■ Text shown
Mr FLETCHER (Bradfield) (12:01): by leave—I am pleased to rise to comment on the most recent report of the Parliamentary Joint Committee on Corporations and Financial Services in the discharge of its statutory oversight of the Australian Securities and Investments Commission. I want to highlight two aspects of the matters that were discussed by the committee with ASIC at the most recent hearing. Once concerns the collapse of Trio and the other concerns the implementation of the so-called FoFA, Future of Financial Advice, reforms.

Let me speak firstly in relation to Trio. At the hearing, ASIC reiterated its view that the loss suffered by investors in ARP Growth Fund ultimately resulted from investment decisions rather than fraud. In response to a question from me, where I asked, 'So it is your view that it was a genuine, albeit risky, investment rather than a vehicle promoted by fraudsters?' Mr Price, of ASIC, responded, 'We have seen some of the agreements relating to the collateralised leveraged credit default swaps and we consider them to be genuine,' and Mr Medcraft responded, 'We have looked at some of the reference entities on the swap as well, and they were genuine.' Let me repeat my view that this is a convenient conclusion for a regulator to reach, but it appears to me to be a conclusion which the facts do not presently allow to be reached. I do not say it could never be reached in the future but, based upon what is known right now, I am unpersuaded by ASIC's view—and I will indicate some reasons for that.

■ Your instructions
According to the parliamentary speech, why did ASIC consider the investment in ARP Growth Fund genuine rather than a vehicle promoted by fraudsters? Answer in one to three sentences. Rely only on the parliamentary speech for what follows.

■ Saved entries
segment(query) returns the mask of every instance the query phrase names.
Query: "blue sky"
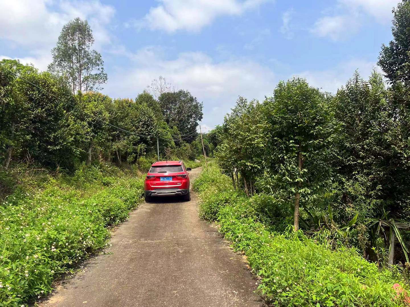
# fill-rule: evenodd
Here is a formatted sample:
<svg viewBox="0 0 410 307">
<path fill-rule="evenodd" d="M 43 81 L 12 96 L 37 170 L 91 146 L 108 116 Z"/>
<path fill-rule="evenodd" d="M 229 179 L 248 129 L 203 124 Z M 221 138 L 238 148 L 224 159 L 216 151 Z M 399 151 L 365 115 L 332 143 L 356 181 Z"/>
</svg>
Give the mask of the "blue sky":
<svg viewBox="0 0 410 307">
<path fill-rule="evenodd" d="M 79 16 L 102 55 L 104 93 L 135 97 L 162 75 L 203 102 L 201 124 L 222 122 L 238 96 L 263 100 L 294 75 L 335 92 L 367 77 L 392 39 L 398 0 L 0 1 L 0 58 L 42 70 L 63 25 Z"/>
</svg>

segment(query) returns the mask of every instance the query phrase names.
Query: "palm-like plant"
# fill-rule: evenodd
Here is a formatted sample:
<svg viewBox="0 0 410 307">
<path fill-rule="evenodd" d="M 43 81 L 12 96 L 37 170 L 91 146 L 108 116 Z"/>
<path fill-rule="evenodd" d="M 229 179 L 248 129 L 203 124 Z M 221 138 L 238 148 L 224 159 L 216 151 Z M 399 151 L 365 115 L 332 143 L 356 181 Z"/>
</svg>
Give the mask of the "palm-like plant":
<svg viewBox="0 0 410 307">
<path fill-rule="evenodd" d="M 409 262 L 408 256 L 408 255 L 409 250 L 407 248 L 405 243 L 403 240 L 401 234 L 400 234 L 400 230 L 399 230 L 399 229 L 400 228 L 408 228 L 409 225 L 405 221 L 402 220 L 389 218 L 387 214 L 390 211 L 389 211 L 386 212 L 385 210 L 383 209 L 383 215 L 380 218 L 374 218 L 370 219 L 370 221 L 372 223 L 370 224 L 370 227 L 375 226 L 377 225 L 377 228 L 376 230 L 376 234 L 378 234 L 380 232 L 380 230 L 381 230 L 384 234 L 385 237 L 386 238 L 386 240 L 387 239 L 387 236 L 386 235 L 387 231 L 385 227 L 389 227 L 389 241 L 390 246 L 389 248 L 388 263 L 390 266 L 392 266 L 393 265 L 393 259 L 394 256 L 394 241 L 396 237 L 397 237 L 399 242 L 400 242 L 400 244 L 401 245 L 401 248 L 403 250 L 403 252 L 404 253 L 404 256 L 406 257 L 406 262 Z"/>
</svg>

■ Written reply
ASIC had seen some of the agreements relating to the collateralised leveraged credit default swaps and considered them genuine. It had also looked at some of the reference entities on the swap and found that they were genuine.